■ **Problem details**: Repeat only the lines from the one holding "Target: valley" down to the last line of the listing below, including both of those lines.
Start of Information
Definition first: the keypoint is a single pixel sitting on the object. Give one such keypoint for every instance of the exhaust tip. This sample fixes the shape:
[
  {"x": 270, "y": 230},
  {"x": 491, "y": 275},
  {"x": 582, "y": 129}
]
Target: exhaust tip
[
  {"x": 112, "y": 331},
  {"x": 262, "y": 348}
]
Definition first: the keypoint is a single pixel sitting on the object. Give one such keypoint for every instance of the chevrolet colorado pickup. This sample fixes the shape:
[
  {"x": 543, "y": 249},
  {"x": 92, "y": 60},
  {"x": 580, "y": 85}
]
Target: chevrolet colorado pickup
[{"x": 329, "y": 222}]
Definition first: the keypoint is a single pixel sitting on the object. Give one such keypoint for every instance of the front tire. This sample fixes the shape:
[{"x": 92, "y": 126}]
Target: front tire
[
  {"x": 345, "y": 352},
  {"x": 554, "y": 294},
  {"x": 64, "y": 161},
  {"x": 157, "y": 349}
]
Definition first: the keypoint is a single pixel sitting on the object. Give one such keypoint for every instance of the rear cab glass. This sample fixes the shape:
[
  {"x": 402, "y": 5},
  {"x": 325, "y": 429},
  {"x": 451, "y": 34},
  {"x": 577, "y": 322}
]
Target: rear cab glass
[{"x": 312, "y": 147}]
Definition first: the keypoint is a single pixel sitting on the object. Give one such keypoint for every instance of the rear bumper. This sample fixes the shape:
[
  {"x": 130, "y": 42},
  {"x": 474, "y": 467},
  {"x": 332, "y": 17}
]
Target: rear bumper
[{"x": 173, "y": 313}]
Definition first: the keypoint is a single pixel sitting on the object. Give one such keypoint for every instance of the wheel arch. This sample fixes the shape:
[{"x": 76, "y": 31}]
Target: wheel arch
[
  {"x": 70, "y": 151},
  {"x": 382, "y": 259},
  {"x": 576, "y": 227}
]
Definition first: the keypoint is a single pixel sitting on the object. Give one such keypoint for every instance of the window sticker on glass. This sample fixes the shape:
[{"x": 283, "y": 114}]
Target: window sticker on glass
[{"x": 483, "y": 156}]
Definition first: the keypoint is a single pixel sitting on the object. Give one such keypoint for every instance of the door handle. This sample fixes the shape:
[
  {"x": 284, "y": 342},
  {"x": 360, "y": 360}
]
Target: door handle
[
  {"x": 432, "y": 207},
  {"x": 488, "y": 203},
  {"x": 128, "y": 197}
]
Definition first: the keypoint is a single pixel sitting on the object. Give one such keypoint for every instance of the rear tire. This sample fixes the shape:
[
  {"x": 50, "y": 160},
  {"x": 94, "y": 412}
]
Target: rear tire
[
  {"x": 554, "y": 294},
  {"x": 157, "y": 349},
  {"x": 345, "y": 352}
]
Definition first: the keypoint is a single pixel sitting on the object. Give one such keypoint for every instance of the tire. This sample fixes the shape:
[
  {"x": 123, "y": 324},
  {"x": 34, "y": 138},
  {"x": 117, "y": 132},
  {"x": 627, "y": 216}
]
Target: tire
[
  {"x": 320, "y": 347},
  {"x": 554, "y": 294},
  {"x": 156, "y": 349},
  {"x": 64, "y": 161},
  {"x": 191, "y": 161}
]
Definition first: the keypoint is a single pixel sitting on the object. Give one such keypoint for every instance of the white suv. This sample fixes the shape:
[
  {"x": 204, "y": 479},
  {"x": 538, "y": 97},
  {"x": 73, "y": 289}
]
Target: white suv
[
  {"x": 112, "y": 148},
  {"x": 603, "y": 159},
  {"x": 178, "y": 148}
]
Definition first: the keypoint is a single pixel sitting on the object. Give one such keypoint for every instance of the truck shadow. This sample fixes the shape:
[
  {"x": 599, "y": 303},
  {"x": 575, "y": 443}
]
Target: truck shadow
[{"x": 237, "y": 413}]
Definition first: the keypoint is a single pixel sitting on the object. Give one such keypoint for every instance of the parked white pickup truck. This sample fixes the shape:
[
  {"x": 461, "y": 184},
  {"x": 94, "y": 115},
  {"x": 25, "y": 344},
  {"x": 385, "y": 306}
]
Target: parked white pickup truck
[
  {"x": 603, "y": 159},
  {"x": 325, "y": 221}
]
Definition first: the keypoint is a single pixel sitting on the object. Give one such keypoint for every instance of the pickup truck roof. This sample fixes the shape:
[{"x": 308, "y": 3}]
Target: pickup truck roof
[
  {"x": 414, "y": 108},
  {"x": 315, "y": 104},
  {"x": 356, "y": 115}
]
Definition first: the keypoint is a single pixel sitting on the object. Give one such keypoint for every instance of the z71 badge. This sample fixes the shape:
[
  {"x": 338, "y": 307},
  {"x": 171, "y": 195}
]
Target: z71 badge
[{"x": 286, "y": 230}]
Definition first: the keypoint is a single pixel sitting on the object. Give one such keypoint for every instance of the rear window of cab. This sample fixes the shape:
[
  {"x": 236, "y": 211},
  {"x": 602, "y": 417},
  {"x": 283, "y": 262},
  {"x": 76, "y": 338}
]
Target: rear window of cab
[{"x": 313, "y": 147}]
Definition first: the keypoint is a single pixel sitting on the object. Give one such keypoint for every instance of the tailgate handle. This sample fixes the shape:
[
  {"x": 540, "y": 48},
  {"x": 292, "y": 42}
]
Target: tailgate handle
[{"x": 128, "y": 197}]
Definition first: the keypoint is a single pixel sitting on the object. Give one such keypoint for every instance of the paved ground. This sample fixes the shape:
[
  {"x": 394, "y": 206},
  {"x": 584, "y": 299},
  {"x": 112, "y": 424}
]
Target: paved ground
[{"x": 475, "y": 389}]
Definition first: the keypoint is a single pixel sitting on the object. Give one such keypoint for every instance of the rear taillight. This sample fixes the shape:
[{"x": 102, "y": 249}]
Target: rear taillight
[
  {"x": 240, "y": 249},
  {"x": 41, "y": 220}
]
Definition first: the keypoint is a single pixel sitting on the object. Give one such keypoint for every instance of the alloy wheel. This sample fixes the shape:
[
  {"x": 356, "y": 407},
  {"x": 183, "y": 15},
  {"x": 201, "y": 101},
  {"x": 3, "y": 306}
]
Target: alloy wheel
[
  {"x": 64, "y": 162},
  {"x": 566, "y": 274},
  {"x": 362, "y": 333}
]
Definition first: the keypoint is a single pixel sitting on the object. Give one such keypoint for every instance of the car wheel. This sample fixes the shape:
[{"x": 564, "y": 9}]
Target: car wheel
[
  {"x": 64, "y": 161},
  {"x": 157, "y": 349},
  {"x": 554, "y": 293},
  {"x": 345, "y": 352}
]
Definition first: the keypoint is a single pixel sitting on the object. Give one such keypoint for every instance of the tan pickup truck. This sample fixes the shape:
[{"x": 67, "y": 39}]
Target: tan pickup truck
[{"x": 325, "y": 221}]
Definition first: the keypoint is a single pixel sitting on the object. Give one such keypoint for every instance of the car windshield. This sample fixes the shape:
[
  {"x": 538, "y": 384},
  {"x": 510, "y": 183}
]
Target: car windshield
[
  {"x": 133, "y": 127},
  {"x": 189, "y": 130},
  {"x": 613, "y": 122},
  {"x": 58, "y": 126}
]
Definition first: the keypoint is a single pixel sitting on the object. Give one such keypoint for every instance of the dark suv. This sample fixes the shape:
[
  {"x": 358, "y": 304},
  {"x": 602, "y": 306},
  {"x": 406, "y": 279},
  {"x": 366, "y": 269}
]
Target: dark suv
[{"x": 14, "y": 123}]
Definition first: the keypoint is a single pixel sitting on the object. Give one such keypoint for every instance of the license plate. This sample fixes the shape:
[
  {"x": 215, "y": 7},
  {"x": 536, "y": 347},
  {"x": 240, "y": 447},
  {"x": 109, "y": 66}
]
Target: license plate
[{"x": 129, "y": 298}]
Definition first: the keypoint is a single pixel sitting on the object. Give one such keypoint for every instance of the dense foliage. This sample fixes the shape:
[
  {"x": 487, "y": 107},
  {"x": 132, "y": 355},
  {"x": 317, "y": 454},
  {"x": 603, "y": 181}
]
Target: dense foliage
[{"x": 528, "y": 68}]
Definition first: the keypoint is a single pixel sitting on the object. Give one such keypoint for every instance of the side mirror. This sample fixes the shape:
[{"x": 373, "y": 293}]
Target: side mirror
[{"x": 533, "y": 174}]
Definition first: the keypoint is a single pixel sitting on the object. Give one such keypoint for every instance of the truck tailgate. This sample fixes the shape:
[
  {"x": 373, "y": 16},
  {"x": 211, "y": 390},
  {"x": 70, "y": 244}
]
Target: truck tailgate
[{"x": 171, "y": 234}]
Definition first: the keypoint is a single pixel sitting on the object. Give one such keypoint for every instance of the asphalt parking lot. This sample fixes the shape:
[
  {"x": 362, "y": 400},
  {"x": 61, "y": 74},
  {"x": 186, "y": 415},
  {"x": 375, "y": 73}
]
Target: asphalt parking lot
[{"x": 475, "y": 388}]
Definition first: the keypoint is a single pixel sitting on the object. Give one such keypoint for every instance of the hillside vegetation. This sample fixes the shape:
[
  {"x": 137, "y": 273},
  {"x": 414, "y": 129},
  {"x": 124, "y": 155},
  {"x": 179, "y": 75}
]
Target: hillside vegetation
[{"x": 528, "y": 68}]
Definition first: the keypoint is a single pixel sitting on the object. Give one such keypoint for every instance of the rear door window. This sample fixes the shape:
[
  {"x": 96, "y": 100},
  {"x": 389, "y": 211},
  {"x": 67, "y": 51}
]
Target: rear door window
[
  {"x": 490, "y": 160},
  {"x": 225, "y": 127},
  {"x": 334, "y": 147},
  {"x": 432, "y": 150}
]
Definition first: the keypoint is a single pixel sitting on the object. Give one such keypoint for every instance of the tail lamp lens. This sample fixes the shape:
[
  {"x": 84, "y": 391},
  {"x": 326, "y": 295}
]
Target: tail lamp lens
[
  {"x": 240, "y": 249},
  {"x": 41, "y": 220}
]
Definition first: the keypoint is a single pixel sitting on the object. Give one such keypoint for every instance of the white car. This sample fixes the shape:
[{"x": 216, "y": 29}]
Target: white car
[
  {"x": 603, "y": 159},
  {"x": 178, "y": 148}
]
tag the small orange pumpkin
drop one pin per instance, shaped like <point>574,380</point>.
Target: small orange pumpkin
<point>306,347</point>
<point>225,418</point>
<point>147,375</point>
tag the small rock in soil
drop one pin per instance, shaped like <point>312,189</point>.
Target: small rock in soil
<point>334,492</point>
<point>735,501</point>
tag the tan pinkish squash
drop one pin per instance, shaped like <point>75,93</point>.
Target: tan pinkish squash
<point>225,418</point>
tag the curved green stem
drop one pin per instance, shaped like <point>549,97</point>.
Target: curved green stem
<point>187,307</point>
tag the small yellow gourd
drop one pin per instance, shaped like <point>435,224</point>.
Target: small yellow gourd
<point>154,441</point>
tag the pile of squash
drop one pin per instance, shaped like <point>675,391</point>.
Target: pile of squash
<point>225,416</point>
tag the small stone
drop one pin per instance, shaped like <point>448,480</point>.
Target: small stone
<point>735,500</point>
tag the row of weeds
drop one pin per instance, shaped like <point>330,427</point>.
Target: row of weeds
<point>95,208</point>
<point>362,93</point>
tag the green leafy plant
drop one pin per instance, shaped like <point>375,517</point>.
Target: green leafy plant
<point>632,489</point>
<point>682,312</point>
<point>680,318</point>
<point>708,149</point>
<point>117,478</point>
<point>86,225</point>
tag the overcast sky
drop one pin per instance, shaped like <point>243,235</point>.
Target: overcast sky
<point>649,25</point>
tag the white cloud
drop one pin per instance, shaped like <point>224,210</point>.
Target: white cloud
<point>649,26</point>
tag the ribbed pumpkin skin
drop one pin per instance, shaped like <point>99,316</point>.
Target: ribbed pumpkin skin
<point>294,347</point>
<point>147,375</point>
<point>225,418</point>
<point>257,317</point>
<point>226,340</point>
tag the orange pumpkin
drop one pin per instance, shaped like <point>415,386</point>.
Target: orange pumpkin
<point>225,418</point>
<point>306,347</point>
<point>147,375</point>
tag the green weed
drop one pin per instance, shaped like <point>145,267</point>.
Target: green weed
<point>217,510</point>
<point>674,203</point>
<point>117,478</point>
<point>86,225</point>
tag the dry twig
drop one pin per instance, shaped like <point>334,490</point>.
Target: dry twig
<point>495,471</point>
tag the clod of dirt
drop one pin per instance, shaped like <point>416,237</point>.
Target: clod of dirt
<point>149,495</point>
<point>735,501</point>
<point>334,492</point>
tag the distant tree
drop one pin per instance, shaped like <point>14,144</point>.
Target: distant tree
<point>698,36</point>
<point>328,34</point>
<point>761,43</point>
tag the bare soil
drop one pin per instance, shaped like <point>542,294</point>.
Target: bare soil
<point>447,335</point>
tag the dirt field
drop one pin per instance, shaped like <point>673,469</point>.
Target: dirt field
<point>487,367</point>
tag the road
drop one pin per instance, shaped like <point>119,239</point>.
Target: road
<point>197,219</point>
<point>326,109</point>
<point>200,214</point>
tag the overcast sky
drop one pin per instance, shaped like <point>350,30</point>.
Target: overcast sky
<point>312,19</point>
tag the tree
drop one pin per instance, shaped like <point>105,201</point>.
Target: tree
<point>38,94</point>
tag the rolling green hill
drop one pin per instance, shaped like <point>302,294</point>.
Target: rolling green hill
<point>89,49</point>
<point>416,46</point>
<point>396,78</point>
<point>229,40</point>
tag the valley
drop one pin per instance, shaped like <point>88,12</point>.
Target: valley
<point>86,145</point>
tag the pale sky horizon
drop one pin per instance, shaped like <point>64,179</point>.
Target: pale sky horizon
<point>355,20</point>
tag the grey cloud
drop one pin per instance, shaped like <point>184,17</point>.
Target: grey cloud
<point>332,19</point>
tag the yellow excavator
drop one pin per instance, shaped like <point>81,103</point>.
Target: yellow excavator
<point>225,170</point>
End of Information
■ **Result below**:
Target: valley
<point>86,145</point>
tag the pale sky horizon
drop one pin per instance, shaped like <point>64,179</point>.
Target: pale sky horizon
<point>355,20</point>
tag the grey cloud
drop one pin per instance, shaped like <point>184,17</point>.
Target: grey cloud
<point>332,19</point>
tag the yellow excavator
drop one pin per instance, shaped like <point>81,103</point>.
Target: yellow excavator
<point>225,170</point>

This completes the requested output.